EXERCISE INSTRUCTIONS:
1. In the passage on Latvia's boom years, why is the ratio of imports to domestic demand treated as a more relevant statistic than the ratio of imports to GDP? Answer in one to three sentences.
2. Carry the passage on Latvia's boom years forward from its final sentence, keeping to its subject and analytical style.

As a matter of arithmetic, the result of increasing consumption and investment ratios was a steady deterioration in the current account balance, with the ratio of the current account deficit to GDP increasing from 5 percent of GDP in 2000 to peak at a very large 25 percent in mid-2007.

[FIGURE 2 OMITTED]

Once decomposed between exports and imports, the ratio of exports to GDP (in constant prices) remained roughly constant at 45 percent. This is impressive, given the high growth of the denominator--GDP growth--but might have been even higher were it not for supply constraints, as production shifted to the domestic market where demand was growing rapidly. On the other hand, the ratio of imports to GDP (also in constant prices) increased from 51 percent to 71 percent. If we think of imports as depending on domestic demand rather than on GDP, and given that domestic demand increased much faster than GDP, a more relevant statistic is the ratio of imports to domestic demand; (6) this ratio went up from 49 percent to 58 percent. Thus, not only was domestic demand very strong, but it was accompanied by a large shift toward foreign goods, leading to an even larger deterioration in the current account balance. (Figure 2 plots the evolution of exports, imports, and the trade balance.) Part of the shift probably reflected the increasing real exchange rate appreciation (more on this below). Part of it may also have reflected a shift toward higher quality foreign products, an issue that will become relevant later when looking at the current account adjustment (see Bems and Di Giovanni 2013).

[FIGURE 3 OMITTED]

The current account deficit was easily financed, but with a worsening in the composition of financing over time. Foreign direct investment (FDI) increased from around 5 percent of GDP in 2000 to a peak of about 8 percent in mid-2007 before tailing off, perhaps an indication of worries about the persistence of the boom. However, even by 2007 the stock of FDI remained relatively low, 20 percent of GDP (and much of the FDI represented capital increases of foreign bank branches and subsidiaries operating in Latvia, which generated further credit expansion).

The rest of the financing was provided mainly by Swedish and other Nordic parent banks to their Latvian subsidiaries. Banks' liabilities to foreign banks rose from 6 percent of GDP in 2000 to almost 54 percent in 2007.

Throughout the boom, interest rates were low. Figure 3 plots a number of interest rates from 2004 onward. The 3-month money market rate decreased in the early 2000s, as Latvia repegged from the SDR to the euro, remaining around 4 percent until early 2007. Mortgage rates, which capture well the evolution of private borrowing rates in general, in Latvia remained below 6 percent (in euros) until 2007. Mortgage rates in lats increased from 2007 on, reaching about 14 percent by the end of 2007, with the premium reflecting a growing perceived risk in the exchange rate. But, given the increasing inflation, even real mortgage rates issued in lats (constructing the real rate as the nominal rate minus current CPI inflation) were roughly equal to zero from 2004 onward, and real mortgage rates in euros were increasingly negative. Using wage or house price inflation, one finds that real interest rates were even more negative.

Associated with foreign financing through banks was very high credit growth, which grew by end-2007 to almost 10 times its 2001 level, an annual average growth rate of 33 percent in real terms. While the ratio of private sector credit to GDP was less than 20 percent in 2000, it reached almost 90 percent in 2007, higher than in other emerging European economies, although still lower than the euro area average. The proportion of loans denominated in foreign currency (initially mostly in dollars, but by the end almost entirely in euros) also increased steadily, rising from 50 percent in 2001 to more than 85 percent in 2007. (7)

ENTRIES PROVIDED:

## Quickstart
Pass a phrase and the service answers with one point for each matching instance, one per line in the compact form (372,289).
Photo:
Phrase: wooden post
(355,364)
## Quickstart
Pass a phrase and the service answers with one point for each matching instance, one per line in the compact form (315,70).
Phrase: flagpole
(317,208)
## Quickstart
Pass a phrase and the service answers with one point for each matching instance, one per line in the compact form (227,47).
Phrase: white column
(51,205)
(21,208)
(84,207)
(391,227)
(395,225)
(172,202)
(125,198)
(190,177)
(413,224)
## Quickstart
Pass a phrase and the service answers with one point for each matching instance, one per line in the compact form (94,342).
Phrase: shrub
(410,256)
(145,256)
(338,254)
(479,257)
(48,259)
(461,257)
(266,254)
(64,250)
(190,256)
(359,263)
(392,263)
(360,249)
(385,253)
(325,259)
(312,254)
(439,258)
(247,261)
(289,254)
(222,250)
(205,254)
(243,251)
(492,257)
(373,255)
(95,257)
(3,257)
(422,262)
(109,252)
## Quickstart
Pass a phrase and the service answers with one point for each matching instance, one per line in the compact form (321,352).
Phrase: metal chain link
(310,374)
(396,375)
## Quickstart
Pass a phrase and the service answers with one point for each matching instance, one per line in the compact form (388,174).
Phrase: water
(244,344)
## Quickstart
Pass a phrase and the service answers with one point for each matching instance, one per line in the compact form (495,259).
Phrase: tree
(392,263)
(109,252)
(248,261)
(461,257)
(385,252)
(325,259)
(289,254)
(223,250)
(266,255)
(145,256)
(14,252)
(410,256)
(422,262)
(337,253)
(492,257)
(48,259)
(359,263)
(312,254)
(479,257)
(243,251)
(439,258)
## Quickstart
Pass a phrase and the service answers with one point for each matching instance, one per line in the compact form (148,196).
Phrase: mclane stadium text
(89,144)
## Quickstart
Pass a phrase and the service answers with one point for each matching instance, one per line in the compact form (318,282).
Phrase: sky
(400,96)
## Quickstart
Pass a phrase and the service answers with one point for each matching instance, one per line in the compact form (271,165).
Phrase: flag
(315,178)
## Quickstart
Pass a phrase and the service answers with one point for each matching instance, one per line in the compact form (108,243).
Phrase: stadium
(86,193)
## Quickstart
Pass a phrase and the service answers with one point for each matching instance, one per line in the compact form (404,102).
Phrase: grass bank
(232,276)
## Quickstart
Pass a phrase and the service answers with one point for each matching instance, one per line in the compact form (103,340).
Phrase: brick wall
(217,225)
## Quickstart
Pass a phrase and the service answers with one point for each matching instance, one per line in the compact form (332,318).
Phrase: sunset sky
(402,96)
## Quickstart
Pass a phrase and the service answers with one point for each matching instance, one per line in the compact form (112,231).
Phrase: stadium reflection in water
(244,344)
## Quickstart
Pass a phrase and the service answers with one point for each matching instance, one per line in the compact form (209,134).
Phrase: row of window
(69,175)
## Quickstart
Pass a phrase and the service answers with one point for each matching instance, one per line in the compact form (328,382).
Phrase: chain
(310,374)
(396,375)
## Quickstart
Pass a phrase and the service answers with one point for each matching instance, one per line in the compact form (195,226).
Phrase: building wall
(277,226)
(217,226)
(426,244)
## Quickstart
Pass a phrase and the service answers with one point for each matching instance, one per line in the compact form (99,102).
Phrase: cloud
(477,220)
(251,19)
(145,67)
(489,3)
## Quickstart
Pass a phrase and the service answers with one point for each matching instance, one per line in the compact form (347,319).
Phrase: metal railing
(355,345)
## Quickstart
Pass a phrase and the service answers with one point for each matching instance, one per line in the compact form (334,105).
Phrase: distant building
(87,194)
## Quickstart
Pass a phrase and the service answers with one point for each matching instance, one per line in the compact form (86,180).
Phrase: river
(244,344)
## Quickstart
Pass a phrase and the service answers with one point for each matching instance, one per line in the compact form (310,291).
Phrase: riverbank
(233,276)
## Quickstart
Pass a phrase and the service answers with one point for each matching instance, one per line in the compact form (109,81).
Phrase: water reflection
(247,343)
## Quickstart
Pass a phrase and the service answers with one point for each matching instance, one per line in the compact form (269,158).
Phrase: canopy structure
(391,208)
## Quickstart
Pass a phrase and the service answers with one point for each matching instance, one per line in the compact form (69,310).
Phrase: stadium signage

THE ANSWERS:
1. Imports can be thought of as depending on domestic demand rather than on GDP, and domestic demand grew much faster than GDP during the boom. Measuring imports against domestic demand therefore gives the more relevant picture. That ratio rose from 49 percent to 58 percent.

2.
There were few signs of overheating until 2005, consistent with the notion that high growth until then reflected mostly potential growth. Starting in 2006, however, signs of overheating became much clearer. Wages and prices increased rapidly. As shown in figure 4, unit labor costs (ULCs), normalized to 100 in 2000, reached 135 at the end of 2005, 164 at the end of 2006, 211 at the end of 2007, and 245 at the end of 2008. (8) The export price and the GDP deflator increased, although by less, to reach around 200 at the end of 2008. (The smaller increase in the GDP deflator than in the ULC implies a substantial increase in the labor share, a point to which we shall return later.) The CPI also increased, although by less than the GDP deflator, reflecting the large share and the stable price of imported goods in the consumption basket. The price per square meter of an apartment in Riga, a good index of housing prices, quadrupled between early 2004 and early 2007, rising from 400 to 1700 euros. (9) Thus, high inflation, increasing overvaluation, a current account deficit of 25 percent of GDP, and exploding housing prices all pointed to an increasingly unhealthy boom and overheating. By 2007, output was likely well above potential.

[FIGURE 4 OMITTED]

Despite this, through 2007 the policy response was limited. Although there were some increases in reserve requirements and a broadening of the reserve base, monetary policy was run as a quasi currency board, with the implication that the refinancing rate of the Bank of Latvia followed the low ECB lending rate very closely.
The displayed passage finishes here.